---- SUPPLIED ENTRIES

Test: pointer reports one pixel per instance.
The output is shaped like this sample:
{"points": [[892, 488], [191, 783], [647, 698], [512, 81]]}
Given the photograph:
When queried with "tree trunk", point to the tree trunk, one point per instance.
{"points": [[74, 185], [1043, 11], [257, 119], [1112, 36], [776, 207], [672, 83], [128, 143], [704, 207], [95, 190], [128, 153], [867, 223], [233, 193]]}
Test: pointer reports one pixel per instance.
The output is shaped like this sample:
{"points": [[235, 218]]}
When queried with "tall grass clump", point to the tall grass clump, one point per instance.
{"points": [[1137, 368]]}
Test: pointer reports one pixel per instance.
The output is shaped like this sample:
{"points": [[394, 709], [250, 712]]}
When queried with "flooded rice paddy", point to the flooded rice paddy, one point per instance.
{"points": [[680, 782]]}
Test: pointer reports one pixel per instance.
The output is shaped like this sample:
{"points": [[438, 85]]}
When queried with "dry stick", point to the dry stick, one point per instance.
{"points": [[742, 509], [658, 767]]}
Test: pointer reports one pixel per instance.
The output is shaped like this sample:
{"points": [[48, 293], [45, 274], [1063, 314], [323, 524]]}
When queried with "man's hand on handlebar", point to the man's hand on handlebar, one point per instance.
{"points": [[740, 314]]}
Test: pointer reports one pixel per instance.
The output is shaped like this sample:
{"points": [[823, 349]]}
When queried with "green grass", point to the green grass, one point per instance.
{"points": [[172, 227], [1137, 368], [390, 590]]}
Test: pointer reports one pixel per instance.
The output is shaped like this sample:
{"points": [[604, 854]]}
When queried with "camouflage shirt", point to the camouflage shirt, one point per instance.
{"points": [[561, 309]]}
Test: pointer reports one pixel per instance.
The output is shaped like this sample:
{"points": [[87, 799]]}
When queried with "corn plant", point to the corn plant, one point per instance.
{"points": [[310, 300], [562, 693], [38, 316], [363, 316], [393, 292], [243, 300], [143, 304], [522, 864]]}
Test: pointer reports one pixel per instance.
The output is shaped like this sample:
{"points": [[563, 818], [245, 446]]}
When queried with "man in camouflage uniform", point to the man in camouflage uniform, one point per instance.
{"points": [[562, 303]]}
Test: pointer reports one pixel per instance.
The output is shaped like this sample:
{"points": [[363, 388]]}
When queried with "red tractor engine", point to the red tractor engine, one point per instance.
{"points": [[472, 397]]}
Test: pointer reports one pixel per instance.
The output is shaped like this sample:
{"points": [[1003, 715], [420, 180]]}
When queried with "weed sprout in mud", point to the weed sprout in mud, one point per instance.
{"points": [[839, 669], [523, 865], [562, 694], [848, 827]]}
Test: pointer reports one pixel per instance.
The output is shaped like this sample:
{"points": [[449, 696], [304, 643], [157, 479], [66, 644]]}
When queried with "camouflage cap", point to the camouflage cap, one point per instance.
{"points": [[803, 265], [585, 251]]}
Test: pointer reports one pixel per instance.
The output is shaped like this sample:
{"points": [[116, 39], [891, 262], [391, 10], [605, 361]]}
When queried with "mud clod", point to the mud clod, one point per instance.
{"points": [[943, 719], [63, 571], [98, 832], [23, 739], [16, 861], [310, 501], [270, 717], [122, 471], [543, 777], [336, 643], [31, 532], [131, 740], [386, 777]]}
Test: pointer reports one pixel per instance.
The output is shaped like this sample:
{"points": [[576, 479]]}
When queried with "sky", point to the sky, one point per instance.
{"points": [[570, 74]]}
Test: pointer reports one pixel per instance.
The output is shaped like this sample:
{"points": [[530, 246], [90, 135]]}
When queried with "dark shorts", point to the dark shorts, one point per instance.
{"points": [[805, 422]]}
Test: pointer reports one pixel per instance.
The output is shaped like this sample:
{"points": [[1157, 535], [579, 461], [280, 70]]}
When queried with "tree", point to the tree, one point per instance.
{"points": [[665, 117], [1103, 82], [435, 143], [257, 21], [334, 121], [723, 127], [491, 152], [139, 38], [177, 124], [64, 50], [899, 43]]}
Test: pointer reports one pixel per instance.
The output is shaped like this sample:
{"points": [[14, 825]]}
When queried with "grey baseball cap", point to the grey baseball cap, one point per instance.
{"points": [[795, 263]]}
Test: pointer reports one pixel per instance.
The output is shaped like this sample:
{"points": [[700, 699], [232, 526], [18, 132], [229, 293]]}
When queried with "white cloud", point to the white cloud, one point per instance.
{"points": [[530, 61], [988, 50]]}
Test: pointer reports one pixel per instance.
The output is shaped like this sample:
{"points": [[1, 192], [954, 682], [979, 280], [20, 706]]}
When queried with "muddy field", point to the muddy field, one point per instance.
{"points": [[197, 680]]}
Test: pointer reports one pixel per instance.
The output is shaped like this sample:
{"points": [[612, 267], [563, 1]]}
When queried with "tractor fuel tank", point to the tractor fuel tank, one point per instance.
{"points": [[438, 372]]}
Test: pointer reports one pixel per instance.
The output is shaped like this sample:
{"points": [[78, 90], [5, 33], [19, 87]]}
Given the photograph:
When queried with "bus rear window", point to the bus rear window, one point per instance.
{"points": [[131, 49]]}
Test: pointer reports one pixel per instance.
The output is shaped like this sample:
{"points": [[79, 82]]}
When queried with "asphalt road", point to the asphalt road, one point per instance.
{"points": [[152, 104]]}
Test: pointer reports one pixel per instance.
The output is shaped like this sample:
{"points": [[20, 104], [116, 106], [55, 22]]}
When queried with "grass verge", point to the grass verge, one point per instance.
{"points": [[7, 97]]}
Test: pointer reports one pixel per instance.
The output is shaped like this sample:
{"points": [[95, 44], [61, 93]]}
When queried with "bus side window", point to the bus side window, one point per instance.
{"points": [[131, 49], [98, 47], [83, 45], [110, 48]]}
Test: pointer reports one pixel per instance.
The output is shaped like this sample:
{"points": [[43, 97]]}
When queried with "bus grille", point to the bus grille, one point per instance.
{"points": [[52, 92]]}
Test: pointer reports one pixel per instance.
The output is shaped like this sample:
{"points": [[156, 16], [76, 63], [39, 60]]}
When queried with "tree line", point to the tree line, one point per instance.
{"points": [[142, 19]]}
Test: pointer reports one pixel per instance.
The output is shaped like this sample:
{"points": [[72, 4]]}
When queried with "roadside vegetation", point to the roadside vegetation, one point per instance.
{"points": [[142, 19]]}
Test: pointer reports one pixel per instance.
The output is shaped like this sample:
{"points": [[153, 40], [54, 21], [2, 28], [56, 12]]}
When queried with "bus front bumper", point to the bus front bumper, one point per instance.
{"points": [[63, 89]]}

--------

WHAT IS EXPECTED » Give every line of the records above as a numbered list, leaving out any blank lines.

ANSWER BELOW »
1. Test: pointer reports one pixel per instance.
2. The output is shaped like this sample:
3. {"points": [[892, 488], [191, 783], [647, 698], [512, 81]]}
4. Given the photograph:
5. When queried with "tree trunk", point to the tree trunk, one point per instance.
6. {"points": [[74, 185], [1043, 11], [257, 119], [1112, 36], [776, 207], [672, 83], [128, 143], [704, 207], [95, 190], [128, 153], [867, 223], [233, 193]]}
7. Test: pointer reports one pixel per instance.
8. The output is shaped like this sample:
9. {"points": [[235, 218]]}
10. When queried with "tall grass clump", point to the tall grass clump, one point per instance.
11. {"points": [[1137, 368]]}
12. Test: pointer reports one pixel per instance.
13. The output is shaped like this sample:
14. {"points": [[394, 709], [250, 712]]}
15. When queried with "flooded rice paddy", point to the flooded rice paddy, one point per instance.
16. {"points": [[680, 782]]}
17. Test: pointer reports one pixel per instance.
18. The output is shaped like this sample:
19. {"points": [[438, 85]]}
20. When queried with "dry stick", point to the dry stick, one point per instance.
21. {"points": [[742, 509], [658, 767]]}
22. Test: pointer reports one pixel per instance.
23. The output is shaped like this sample:
24. {"points": [[48, 293], [45, 274], [1063, 314], [323, 524]]}
25. When queried with "man's hand on handlebar", point to the man's hand on handlebar, one point per instance.
26. {"points": [[740, 314]]}
27. Test: pointer reports one pixel per instance.
28. The output is shaped like this sample:
29. {"points": [[823, 349]]}
30. When queried with "green grass", point to the green grass, one point per instance.
31. {"points": [[172, 227], [1137, 368], [390, 590]]}
32. Test: pointer reports one pixel per instance.
33. The output is shaped like this sample:
34. {"points": [[604, 854]]}
35. When queried with "camouflage shirt", point to the camouflage shirt, one point per instance.
36. {"points": [[561, 309]]}
37. Test: pointer reports one pixel per instance.
38. The output is shaped like this sample:
39. {"points": [[87, 799]]}
40. When queried with "corn plant", point to the corn plant, one point per instance.
41. {"points": [[310, 300], [562, 693], [38, 316], [363, 316], [393, 292], [243, 300], [143, 304], [522, 864]]}
42. Test: pointer reports one pixel per instance.
43. The output is shaped like this sample:
44. {"points": [[563, 818], [245, 446]]}
45. When queried with "man in camouflage uniform", point to the man in camouflage uniform, one point per instance.
46. {"points": [[562, 303]]}
47. Test: pointer reports one pixel per instance.
48. The output is shaped like this sample:
49. {"points": [[363, 388]]}
50. When queried with "red tractor engine", point to the red tractor engine, one point per instance.
51. {"points": [[472, 397]]}
52. Test: pointer reports one pixel per instance.
53. The output is shaped like this sample:
54. {"points": [[1003, 715], [420, 180]]}
55. When queried with "weed sprout in mud", point to the weed sprout in mud, one point per instance.
56. {"points": [[839, 669], [523, 865], [562, 694], [848, 827]]}
57. Test: pointer reports one pixel per instance.
58. The output is shaped like this sample:
59. {"points": [[449, 696], [304, 643], [157, 479], [66, 644]]}
60. When queried with "camouflage cap", point to the camouflage cap, one point per instance.
61. {"points": [[803, 265], [585, 251]]}
62. Test: pointer reports one pixel per instance.
63. The output is shaped like this sample:
64. {"points": [[116, 39], [891, 262], [391, 10], [605, 361]]}
65. When queried with "mud clod", point to the mud clod, one point per instance.
66. {"points": [[943, 719], [63, 571], [98, 832], [23, 739], [16, 861], [310, 501], [270, 717], [122, 471], [543, 777], [336, 643], [31, 532], [131, 740], [386, 777]]}
67. Test: pointer reports one pixel per instance.
68. The output is shaped like this sample:
69. {"points": [[576, 479]]}
70. When queried with "sky", point to the sky, one point per instance.
71. {"points": [[570, 74]]}
72. Test: pointer reports one pixel per instance.
73. The output is shaped like this sample:
74. {"points": [[530, 246], [90, 135]]}
75. When queried with "dark shorts", point to the dark shorts, one point per instance.
76. {"points": [[805, 422]]}
77. Test: pointer reports one pixel per instance.
78. The output is shaped like this sample:
79. {"points": [[1157, 535], [579, 461], [280, 70]]}
80. When queried with "tree", point to the tree, one point per instance.
81. {"points": [[665, 117], [1103, 82], [435, 143], [257, 21], [334, 121], [723, 127], [491, 152], [139, 38], [177, 124], [64, 50], [899, 43]]}
82. Test: pointer reports one pixel per instance.
83. The output is shaped like this sample:
84. {"points": [[14, 825]]}
85. When queried with "grey baseball cap", point to the grey baseball cap, one point per instance.
86. {"points": [[795, 263]]}
87. Test: pointer reports one pixel per instance.
88. The output is shaped like this sample:
89. {"points": [[700, 699], [232, 526], [18, 132], [229, 293]]}
90. When queried with "white cloud", point to the white cloud, one point per instance.
91. {"points": [[530, 61], [988, 50]]}
92. Test: pointer reports one pixel per instance.
93. The output is shaped like this sample:
94. {"points": [[1, 192], [954, 682], [979, 280], [20, 706]]}
95. When queried with "muddy field", point to the muddy field, one point per instance.
96. {"points": [[197, 680]]}
97. Test: pointer reports one pixel per instance.
98. The output is shaped like this sample:
99. {"points": [[612, 267], [563, 1]]}
100. When queried with "tractor fuel tank", point to the tractor fuel tank, one point per instance.
101. {"points": [[438, 372]]}
102. Test: pointer reports one pixel per instance.
103. The output is shaped like this sample:
104. {"points": [[78, 90], [5, 33], [19, 87]]}
105. Given the photograph:
106. When queried with "bus rear window", point to the bus rear window, one point per instance.
107. {"points": [[131, 49]]}
108. Test: pointer reports one pixel per instance.
109. The output is shaped like this sample:
110. {"points": [[79, 82]]}
111. When queried with "asphalt road", point to the asphalt road, one point per instance.
112. {"points": [[152, 104]]}
113. Test: pointer reports one pixel per instance.
114. The output is shaped like this sample:
115. {"points": [[20, 104], [116, 106], [55, 22]]}
116. When queried with "grass verge", point to the grass verge, one point per instance.
117. {"points": [[7, 97]]}
118. Test: pointer reports one pixel per instance.
119. The output is shaped like this sample:
120. {"points": [[95, 44], [61, 93]]}
121. When queried with "bus side window", point to the bus side window, one point per instance.
122. {"points": [[131, 49], [98, 47], [83, 45], [110, 48]]}
123. Test: pointer reports one pixel per instance.
124. The output is shaped like this sample:
125. {"points": [[43, 97]]}
126. When queried with "bus grille", point to the bus grille, one point per instance.
127. {"points": [[52, 92]]}
128. Test: pointer reports one pixel per instance.
129. The output is shaped like this sample:
130. {"points": [[156, 16], [76, 63], [39, 60]]}
131. When queried with "tree line", point to the tree line, one point per instance.
132. {"points": [[142, 19]]}
133. Test: pointer reports one pixel per instance.
134. The output is shaped like this sample:
135. {"points": [[72, 4]]}
136. When queried with "roadside vegetation", point to the roadside vegetation, one point per instance.
137. {"points": [[142, 19]]}
138. Test: pointer reports one pixel per instance.
139. The output is shaped like this sample:
140. {"points": [[153, 40], [54, 21], [2, 28], [56, 12]]}
141. When queried with "bus front bumper", point to the bus front bumper, one point per instance.
142. {"points": [[63, 89]]}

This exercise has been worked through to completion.